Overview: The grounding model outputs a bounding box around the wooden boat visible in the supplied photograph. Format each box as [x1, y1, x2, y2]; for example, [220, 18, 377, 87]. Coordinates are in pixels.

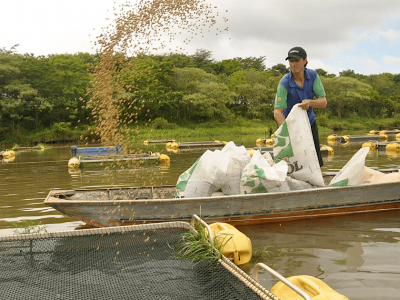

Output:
[71, 145, 122, 157]
[78, 153, 160, 166]
[255, 145, 329, 156]
[369, 129, 400, 134]
[44, 171, 400, 227]
[338, 135, 388, 144]
[166, 140, 227, 150]
[143, 139, 175, 145]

________________

Please quote the entries from their first line through the line containing "[71, 145, 122, 157]", both ends included, and leave the pictures out of your answer.

Overview: The grounding model outputs a bounding box around the wooden boat visible in the supplied photograph. Format each box as [x1, y1, x2, y2]; for example, [220, 18, 377, 87]. Coordinates are in pixels.


Output:
[71, 145, 122, 157]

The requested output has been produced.